STATED EXERCISE: Rewrite every item below, swapping "mark one point" for "place one point" and leaving all other text unchanged.

(Items from a data source)
<<<<
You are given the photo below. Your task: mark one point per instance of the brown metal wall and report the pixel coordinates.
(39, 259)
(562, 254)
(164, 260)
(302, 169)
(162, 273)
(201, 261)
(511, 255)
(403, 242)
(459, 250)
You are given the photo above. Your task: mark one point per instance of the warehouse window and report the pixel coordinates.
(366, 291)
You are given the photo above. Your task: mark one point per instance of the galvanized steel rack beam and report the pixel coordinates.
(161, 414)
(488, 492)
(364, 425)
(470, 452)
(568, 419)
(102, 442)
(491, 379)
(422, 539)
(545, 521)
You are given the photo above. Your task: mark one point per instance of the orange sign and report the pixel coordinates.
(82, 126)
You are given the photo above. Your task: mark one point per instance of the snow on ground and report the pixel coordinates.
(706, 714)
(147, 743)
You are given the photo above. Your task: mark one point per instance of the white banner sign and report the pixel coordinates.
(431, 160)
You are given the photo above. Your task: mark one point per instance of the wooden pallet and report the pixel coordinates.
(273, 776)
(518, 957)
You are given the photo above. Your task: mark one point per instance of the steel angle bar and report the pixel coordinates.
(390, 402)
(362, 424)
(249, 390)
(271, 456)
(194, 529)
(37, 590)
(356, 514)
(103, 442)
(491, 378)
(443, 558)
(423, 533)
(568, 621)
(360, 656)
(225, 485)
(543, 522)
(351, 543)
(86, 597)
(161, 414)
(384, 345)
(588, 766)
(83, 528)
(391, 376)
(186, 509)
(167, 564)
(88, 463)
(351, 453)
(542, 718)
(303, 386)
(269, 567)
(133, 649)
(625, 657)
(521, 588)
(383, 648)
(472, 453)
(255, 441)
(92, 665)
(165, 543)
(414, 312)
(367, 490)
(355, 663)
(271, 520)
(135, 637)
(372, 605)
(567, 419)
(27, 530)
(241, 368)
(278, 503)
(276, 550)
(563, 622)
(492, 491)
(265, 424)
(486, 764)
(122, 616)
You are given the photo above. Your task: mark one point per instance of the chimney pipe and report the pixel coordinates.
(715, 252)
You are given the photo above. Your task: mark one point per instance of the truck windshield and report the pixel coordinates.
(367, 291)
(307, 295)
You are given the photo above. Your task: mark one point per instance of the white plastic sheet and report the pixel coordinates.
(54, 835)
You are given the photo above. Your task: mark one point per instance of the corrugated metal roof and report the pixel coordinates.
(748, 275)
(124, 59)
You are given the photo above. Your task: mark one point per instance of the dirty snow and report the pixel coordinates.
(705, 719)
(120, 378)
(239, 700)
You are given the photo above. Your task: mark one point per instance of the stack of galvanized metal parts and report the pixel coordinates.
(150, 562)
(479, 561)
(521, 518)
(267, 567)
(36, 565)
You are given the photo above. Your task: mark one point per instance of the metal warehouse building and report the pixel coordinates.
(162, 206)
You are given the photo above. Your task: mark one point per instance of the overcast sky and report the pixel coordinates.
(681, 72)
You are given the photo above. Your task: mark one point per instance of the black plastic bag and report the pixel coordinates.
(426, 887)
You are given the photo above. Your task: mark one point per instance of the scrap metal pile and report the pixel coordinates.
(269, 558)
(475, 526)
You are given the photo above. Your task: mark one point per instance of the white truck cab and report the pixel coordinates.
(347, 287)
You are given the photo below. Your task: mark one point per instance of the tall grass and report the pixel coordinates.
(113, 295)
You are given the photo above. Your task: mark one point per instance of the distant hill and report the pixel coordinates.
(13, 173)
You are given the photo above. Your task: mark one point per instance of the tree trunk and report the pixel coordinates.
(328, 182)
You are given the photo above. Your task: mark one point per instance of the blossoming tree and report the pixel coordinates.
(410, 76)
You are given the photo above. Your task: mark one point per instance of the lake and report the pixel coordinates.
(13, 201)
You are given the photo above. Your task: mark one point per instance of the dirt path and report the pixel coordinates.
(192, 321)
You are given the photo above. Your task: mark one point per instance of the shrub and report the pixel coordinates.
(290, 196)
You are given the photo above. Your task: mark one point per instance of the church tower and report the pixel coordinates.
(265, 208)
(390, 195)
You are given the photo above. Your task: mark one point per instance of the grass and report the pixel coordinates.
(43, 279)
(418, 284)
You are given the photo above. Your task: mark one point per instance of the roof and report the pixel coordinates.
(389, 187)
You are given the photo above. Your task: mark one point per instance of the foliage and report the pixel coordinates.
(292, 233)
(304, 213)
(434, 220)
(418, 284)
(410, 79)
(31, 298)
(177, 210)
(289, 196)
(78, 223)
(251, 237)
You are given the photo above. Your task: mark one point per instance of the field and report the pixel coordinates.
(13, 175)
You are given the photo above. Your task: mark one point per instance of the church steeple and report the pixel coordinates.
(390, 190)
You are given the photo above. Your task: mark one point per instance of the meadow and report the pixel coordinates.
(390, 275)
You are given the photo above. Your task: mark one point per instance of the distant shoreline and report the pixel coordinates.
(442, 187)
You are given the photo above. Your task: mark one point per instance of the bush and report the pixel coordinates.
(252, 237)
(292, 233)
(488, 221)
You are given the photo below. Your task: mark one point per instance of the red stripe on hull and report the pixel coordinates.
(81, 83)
>>>>
PROBLEM SOLUTION:
You are given the photo below. Your task: place one point per instance of the brown metal wall and report the pixel coordinates.
(39, 259)
(562, 254)
(164, 260)
(302, 169)
(162, 273)
(201, 261)
(511, 255)
(403, 242)
(459, 250)
You are given the photo above. Your task: place one point per instance of the warehouse window and report the pixel coordinates.
(366, 291)
You are given the photo above. Your task: place one point per instance of the galvanized steel rack beam and report the pixel coordinates.
(161, 414)
(488, 492)
(364, 425)
(470, 452)
(568, 419)
(102, 442)
(491, 379)
(422, 539)
(545, 521)
You are given the photo above. Your task: place one point per instance of the orange sign and report the pixel coordinates.
(82, 126)
You are given the photo above. Your task: place one point per instance of the snow on ground and report the pixel coordinates.
(706, 714)
(147, 743)
You are given the photo above. Your task: place one point per instance of the white banner sign and report the pixel coordinates.
(431, 160)
You are given the photo above. Your task: place one point per instance of the wooden pallet and report the pixel coordinates.
(273, 776)
(518, 957)
You are given the photo above. Your task: place one point per instance of the steel angle bar and report the pixel coordinates.
(390, 402)
(362, 424)
(249, 390)
(271, 456)
(194, 529)
(37, 590)
(356, 514)
(103, 442)
(491, 378)
(443, 558)
(423, 533)
(568, 621)
(360, 656)
(225, 485)
(543, 522)
(351, 543)
(86, 597)
(161, 414)
(384, 345)
(588, 766)
(83, 528)
(391, 376)
(186, 509)
(167, 564)
(88, 463)
(351, 453)
(542, 718)
(303, 386)
(269, 567)
(133, 649)
(625, 657)
(521, 588)
(383, 648)
(472, 453)
(255, 441)
(92, 665)
(165, 543)
(414, 312)
(367, 490)
(355, 663)
(271, 520)
(135, 637)
(372, 605)
(567, 419)
(27, 530)
(241, 368)
(278, 503)
(276, 550)
(563, 622)
(492, 491)
(265, 424)
(486, 764)
(122, 616)
You are given the photo above. Your task: place one point per instance of the chimney pipe and report the pixel coordinates.
(715, 252)
You are given the photo above. Your task: place one point per instance of the truck windshield and report the pixel coordinates.
(367, 291)
(307, 295)
You are given the photo above. Your task: place one point per instance of the white plastic sheet and report the pixel coordinates.
(54, 835)
You are given the photo above. Your task: place one point per instance of the corrugated metal roof and report the pixel coordinates.
(748, 275)
(124, 59)
You are given the photo above. Your task: place one point per instance of the dirty snow and report the pixel coordinates.
(705, 719)
(120, 378)
(239, 700)
You are given the photo above. Your task: place one point per instance of the stack of galvanized metal parts and report the pixel coordinates.
(150, 562)
(479, 561)
(521, 518)
(267, 567)
(36, 565)
You are given the photo above. Your task: place one point per instance of the metal warehouse building and report the pixel coordinates.
(162, 206)
You are given the photo above. Your task: place one point per instance of the overcast sky and report the pixel coordinates.
(681, 72)
You are given the photo above. Your task: place one point per instance of the black plastic bag and report the pixel coordinates.
(426, 887)
You are given the photo above. Your task: place one point per instance of the scrap metal pile and report the pixel coordinates.
(269, 558)
(475, 526)
You are given the photo above. Your task: place one point per instance of the white truck cab and report the pixel coordinates.
(347, 287)
You are given the photo below. Your task: place one point per instance of the tall grass and report the pixel coordinates.
(113, 295)
You are given the photo above. Your task: place one point per instance of the distant hill and report the pixel coordinates.
(13, 173)
You are given the photo above. Your task: place one point per instance of the tree trunk and report the pixel coordinates.
(328, 182)
You are given the photo above. Your task: place one point per instance of the blossoming tree and report the pixel coordinates.
(410, 76)
You are given the photo above. Your task: place one point per instance of the lake and report the pixel coordinates.
(13, 201)
You are given the photo above. Your task: place one point per instance of the dirt path and report the pixel coordinates.
(192, 321)
You are given the photo above. Your task: place one point per instance of the shrub and report the pixel coordinates.
(290, 196)
You are given the photo above. Your task: place one point per instance of the church tower and report the pixel coordinates.
(265, 208)
(390, 195)
You are given the photo above. Your task: place one point per instance of the grass and report the pixel coordinates.
(43, 279)
(418, 284)
You are given the photo above. Your task: place one point per instance of the roof and report the pixel coordinates.
(389, 187)
You are given the photo above. Your task: place one point per instance of the foliage and report the pixel coordinates.
(292, 233)
(304, 213)
(434, 220)
(418, 284)
(410, 79)
(31, 298)
(177, 210)
(289, 196)
(78, 223)
(251, 237)
You are given the photo above. Your task: place one point per instance of the field and report the pixel coordinates.
(13, 175)
You are given the photo above. Your task: place one point per instance of the church steeple and report the pixel coordinates.
(390, 190)
You are given the photo above. Your task: place one point per instance of the meadow and report the pixel coordinates.
(390, 275)
You are given the photo above. Your task: place one point per instance of the distant shoreline and report the pixel coordinates.
(442, 187)
You are given the photo above. Your task: place one point per instance of the bush and report the pixel coordinates.
(252, 237)
(292, 233)
(488, 221)
You are given the photo below. Your task: place one point per instance of the red stripe on hull and report the pixel coordinates.
(81, 83)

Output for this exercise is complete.